- PASSAGE -

┄┄┄┄┄┄

Innovation efforts are not just limited to end of pipe carbon trapping solutions. Sir Richard Branson’s Virgin Group launched its Earth Challenge competition in February 2007, offering a $25 million prize for anyone who can come up with a system for removing greenhouse gases directly from the atmosphere.
In practice, less spectacular but gradual improvements in better energy efficiency of the Wurlitzer-to-iPod variety are likely to threaten long-term price stability in the carbon trading market. For example, in September 2007, New Labour’s Environment Secretary of State Hilary Benn announced joint plans with British retailers to phase out high energy tungsten light bulbs by 2011. Greenpeace has estimated that if every light bulb in a UK home was replaced with an energy efficient bulb, Britain could save 3.5 per cent of its total electricity demand, roughly equivalent to the output of two modern Sizewell B nuclear power stations (Energy Security in a Cold Winter, Greenpeace Brief, November 2005).

┄┄┄┄┄┄

- PROBLEMS TO SOLVE -
- 1) Answer these questions from the passage on energy efficiency:
(a) How large a prize did the Earth Challenge competition offer?
(b) By what year were high energy tungsten light bulbs to be phased out?
(c) What share of Britain's total electricity demand did Greenpeace estimate could be saved?
- 2) In the passage on energy efficiency, change "tungsten" to "incandescent" in the part that opens with the words "In practice, less" and closes with "Brief, November 2005).", and give that part again.
The data is not needed for anything here.

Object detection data

┄┄┄┄┄┄

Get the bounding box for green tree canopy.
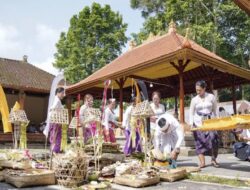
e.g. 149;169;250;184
54;3;128;83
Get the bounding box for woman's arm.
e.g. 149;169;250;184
212;95;218;117
189;98;195;127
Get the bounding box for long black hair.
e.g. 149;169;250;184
195;80;207;89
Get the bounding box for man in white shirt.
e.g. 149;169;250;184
233;129;250;161
154;113;184;160
49;87;65;153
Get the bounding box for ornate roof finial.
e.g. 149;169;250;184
182;28;192;48
168;19;176;34
129;40;136;50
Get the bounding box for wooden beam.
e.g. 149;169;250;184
66;96;72;122
18;90;26;110
119;78;125;122
170;60;190;123
231;75;237;114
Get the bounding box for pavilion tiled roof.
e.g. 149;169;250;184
66;21;250;94
0;58;54;93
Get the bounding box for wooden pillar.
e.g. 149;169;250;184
66;96;72;122
179;70;185;123
174;95;179;118
18;90;26;110
119;78;124;122
232;76;237;114
170;60;190;123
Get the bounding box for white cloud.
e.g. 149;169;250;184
0;23;22;57
36;24;61;47
32;58;59;75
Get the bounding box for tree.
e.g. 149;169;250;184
54;3;128;83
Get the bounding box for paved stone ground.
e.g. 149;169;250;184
178;154;250;180
0;154;250;190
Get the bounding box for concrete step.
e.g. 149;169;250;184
180;147;196;156
181;141;195;148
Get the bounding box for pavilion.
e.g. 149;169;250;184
66;22;250;122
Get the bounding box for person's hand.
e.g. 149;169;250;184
243;137;250;141
170;148;180;160
150;116;157;123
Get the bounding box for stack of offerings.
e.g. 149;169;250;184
0;167;4;182
0;150;32;170
83;108;101;125
0;150;55;188
4;169;55;188
101;160;160;188
85;142;122;155
132;100;154;118
85;143;125;169
159;167;187;182
53;150;89;188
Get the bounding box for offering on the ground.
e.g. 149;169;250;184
4;169;55;188
53;150;89;188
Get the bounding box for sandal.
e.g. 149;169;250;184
211;161;220;168
199;164;206;169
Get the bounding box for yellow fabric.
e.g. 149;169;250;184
192;114;250;131
12;101;21;111
0;85;12;133
60;124;68;151
20;123;29;149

┄┄┄┄┄┄

- WRITTEN RESPONSES -
- 1)
(a) $25 million
(b) 2011
(c) 3.5 per cent

- 2)
In practice, less spectacular but gradual improvements in better energy efficiency of the Wurlitzer-to-iPod variety are likely to threaten long-term price stability in the carbon trading market. For example, in September 2007, New Labour’s Environment Secretary of State Hilary Benn announced joint plans with British retailers to phase out high energy incandescent light bulbs by 2011. Greenpeace has estimated that if every light bulb in a UK home was replaced with an energy efficient bulb, Britain could save 3.5 per cent of its total electricity demand, roughly equivalent to the output of two modern Sizewell B nuclear power stations (Energy Security in a Cold Winter, Greenpeace Brief, November 2005).